───── INFORMATION SHOWN
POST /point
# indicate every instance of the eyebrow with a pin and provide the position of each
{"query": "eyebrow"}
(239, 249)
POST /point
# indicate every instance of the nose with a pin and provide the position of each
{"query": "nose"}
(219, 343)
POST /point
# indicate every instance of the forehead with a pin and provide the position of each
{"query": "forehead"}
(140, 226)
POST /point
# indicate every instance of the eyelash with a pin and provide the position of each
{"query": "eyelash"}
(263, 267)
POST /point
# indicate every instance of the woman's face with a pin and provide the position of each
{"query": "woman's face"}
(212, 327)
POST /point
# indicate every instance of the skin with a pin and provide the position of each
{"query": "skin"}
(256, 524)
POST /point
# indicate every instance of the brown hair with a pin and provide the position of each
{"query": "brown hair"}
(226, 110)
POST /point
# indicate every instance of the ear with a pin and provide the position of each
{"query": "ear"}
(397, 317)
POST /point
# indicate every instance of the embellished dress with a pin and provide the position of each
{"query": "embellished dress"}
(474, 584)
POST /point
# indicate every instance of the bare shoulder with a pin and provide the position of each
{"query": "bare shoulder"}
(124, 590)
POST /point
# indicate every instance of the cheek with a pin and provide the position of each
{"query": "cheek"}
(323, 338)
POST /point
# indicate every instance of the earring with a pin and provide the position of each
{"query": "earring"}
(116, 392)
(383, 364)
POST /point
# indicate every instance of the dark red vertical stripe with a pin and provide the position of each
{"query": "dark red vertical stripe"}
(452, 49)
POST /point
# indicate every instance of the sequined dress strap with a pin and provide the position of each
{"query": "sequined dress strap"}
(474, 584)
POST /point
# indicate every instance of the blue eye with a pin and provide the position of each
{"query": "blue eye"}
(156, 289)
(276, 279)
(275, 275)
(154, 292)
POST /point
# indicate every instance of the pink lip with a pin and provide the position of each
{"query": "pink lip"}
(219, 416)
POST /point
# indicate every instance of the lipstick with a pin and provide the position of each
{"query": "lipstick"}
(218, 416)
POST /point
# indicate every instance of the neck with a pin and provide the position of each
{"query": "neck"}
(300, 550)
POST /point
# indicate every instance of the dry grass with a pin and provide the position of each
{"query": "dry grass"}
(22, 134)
──────────
_EXERCISE BRIEF_:
Output the listing above word for word.

_RESULT OF THE EXERCISE_:
POST /point
# indicate every instance of the eyebrow with a pin and provide the position of each
{"query": "eyebrow"}
(239, 249)
POST /point
# indicate every instance of the nose with a pin and provide the position of each
{"query": "nose"}
(219, 343)
POST /point
# indicate every instance of the forehead with a pin and provide the position of each
{"query": "forehead"}
(140, 226)
POST /point
# indicate every instance of the eyelash with a pin and provide the position of each
{"query": "eyelash"}
(263, 267)
POST /point
# indicate every instance of the woman's face with a pin and provide the position of each
{"query": "woman's face"}
(212, 327)
POST /point
# indicate every instance of the skin with a pin and provide the position of each
{"query": "skin"}
(256, 524)
POST /point
# indicate every instance of the brown hair with a pin and provide the position of each
{"query": "brown hair"}
(226, 110)
POST /point
# indicate every instance of the ear with a pin and provide the position of each
{"query": "ear"}
(397, 317)
POST /point
# indicate every instance of the embellished dress with a pin and provide the position of each
{"query": "embellished dress"}
(474, 584)
POST /point
# indicate every instance of the bare shoulder with a pin and provide the position of each
{"query": "bare shoulder"}
(124, 590)
POST /point
# indicate every instance of the cheek with a pin and provide the position of each
{"query": "cheek"}
(323, 338)
POST /point
# indicate every instance of the earring with a pin and provide the position of each
{"query": "earring"}
(116, 392)
(383, 364)
POST /point
# indicate every instance of the dark red vertical stripe with a pin and provide the position of each
{"query": "dark red vertical stripe"}
(452, 49)
POST /point
# indicate every instance of the sequined dress strap with a pin and provide the position of each
{"query": "sequined dress strap"}
(474, 584)
POST /point
# indicate every instance of the blue eye with a pin and provide the position of each
{"query": "blue eye"}
(156, 289)
(276, 279)
(275, 275)
(154, 292)
POST /point
# indicate every instance of the pink lip with a pin and provide the position of each
{"query": "pink lip"}
(219, 416)
POST /point
# indicate every instance of the lipstick with a pin and provide the position of each
{"query": "lipstick"}
(218, 416)
POST /point
# indicate every instance of the neck with a pin and provide the position of each
{"query": "neck"}
(300, 550)
POST /point
# indicate every instance of the dry grass with a pin and provide the position of each
{"query": "dry grass"}
(22, 134)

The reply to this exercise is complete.